# START OF RECORD EXCERPTS
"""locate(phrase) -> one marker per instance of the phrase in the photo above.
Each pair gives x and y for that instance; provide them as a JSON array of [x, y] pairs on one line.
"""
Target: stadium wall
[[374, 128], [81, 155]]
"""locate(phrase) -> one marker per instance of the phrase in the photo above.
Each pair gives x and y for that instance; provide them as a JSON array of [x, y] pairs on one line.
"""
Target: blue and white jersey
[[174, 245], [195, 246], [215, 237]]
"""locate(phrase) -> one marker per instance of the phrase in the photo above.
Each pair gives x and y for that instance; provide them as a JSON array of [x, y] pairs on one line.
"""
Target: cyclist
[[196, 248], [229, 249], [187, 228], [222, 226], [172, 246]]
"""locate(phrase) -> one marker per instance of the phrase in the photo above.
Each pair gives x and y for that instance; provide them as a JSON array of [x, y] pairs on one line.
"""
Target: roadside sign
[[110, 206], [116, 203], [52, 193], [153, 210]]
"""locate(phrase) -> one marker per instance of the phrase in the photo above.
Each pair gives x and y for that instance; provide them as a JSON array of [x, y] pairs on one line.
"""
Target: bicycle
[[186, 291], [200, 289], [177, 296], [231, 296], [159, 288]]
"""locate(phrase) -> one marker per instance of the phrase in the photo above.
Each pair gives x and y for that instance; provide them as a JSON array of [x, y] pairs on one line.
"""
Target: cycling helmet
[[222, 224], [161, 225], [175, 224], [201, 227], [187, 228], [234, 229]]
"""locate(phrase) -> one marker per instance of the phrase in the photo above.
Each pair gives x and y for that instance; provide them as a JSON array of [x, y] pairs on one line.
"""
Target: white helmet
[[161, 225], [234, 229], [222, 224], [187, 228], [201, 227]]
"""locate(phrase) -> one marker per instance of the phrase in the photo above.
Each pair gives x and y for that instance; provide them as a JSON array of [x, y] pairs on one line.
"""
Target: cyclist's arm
# END OF RECORD EXCERPTS
* [INSTRUCTIONS FOR THE TASK]:
Repeat every record, exactly as written.

* [RESPONSE FOR THIS EXERCISE]:
"""locate(phrase) -> one marker per instance of the phrase in the photo above.
Each pair gives x and y for that instance; provide them as a JSON array of [x, y] pairs on one line.
"""
Target: stadium wall
[[374, 128], [81, 155]]
"""locate(phrase) -> one marker per instance of the phrase in the photo above.
Each pair gives x and y for that instance; provide them as a JSON array of [x, y] pairs on one line.
"""
Target: blue and white jersey
[[174, 245], [195, 246], [215, 237]]
"""locate(phrase) -> one marker per instance of the phrase in the photo above.
Each pair gives x and y for that instance; provide them as a JSON array of [x, y] pairs on one line.
"""
Target: cyclist
[[196, 248], [229, 249], [187, 228], [222, 226], [172, 246]]
"""locate(phrase) -> one marker per instance of the phrase in the photo above.
Each pair gives x and y for that instance; provide them as a JSON array of [x, y] pairs on one line.
"""
Target: roadside sign
[[110, 206], [116, 203], [52, 193], [153, 210]]
"""locate(phrase) -> one marker per instance of the phrase in the photo above.
Each pair gives x and y for that instance; provide them as a JSON array of [x, y] pairs on one line.
"""
Target: bicycle
[[186, 291], [200, 289], [177, 296], [231, 296], [159, 288]]
"""locate(phrase) -> one marker per instance of the phrase in the photo above.
Each pair gives x and y for that instance; provide them as a JSON array of [x, y] pairs on one line.
"""
Target: cycling helmet
[[222, 224], [161, 225], [175, 224], [201, 227], [187, 228], [234, 229]]
"""locate(phrase) -> one marker per instance of the phrase in the photo above.
Each pair gives x and y for that instance; provide them as a JSON array of [x, y] pairs on one line.
"""
Target: white helmet
[[161, 225], [234, 229], [222, 224], [187, 228], [201, 227]]
"""locate(phrase) -> one marker per instance of the phrase in the photo above.
Each pair gives x and y for that instance; provide them as a JSON array of [x, y] pairs on one line.
"""
Target: cyclist's arm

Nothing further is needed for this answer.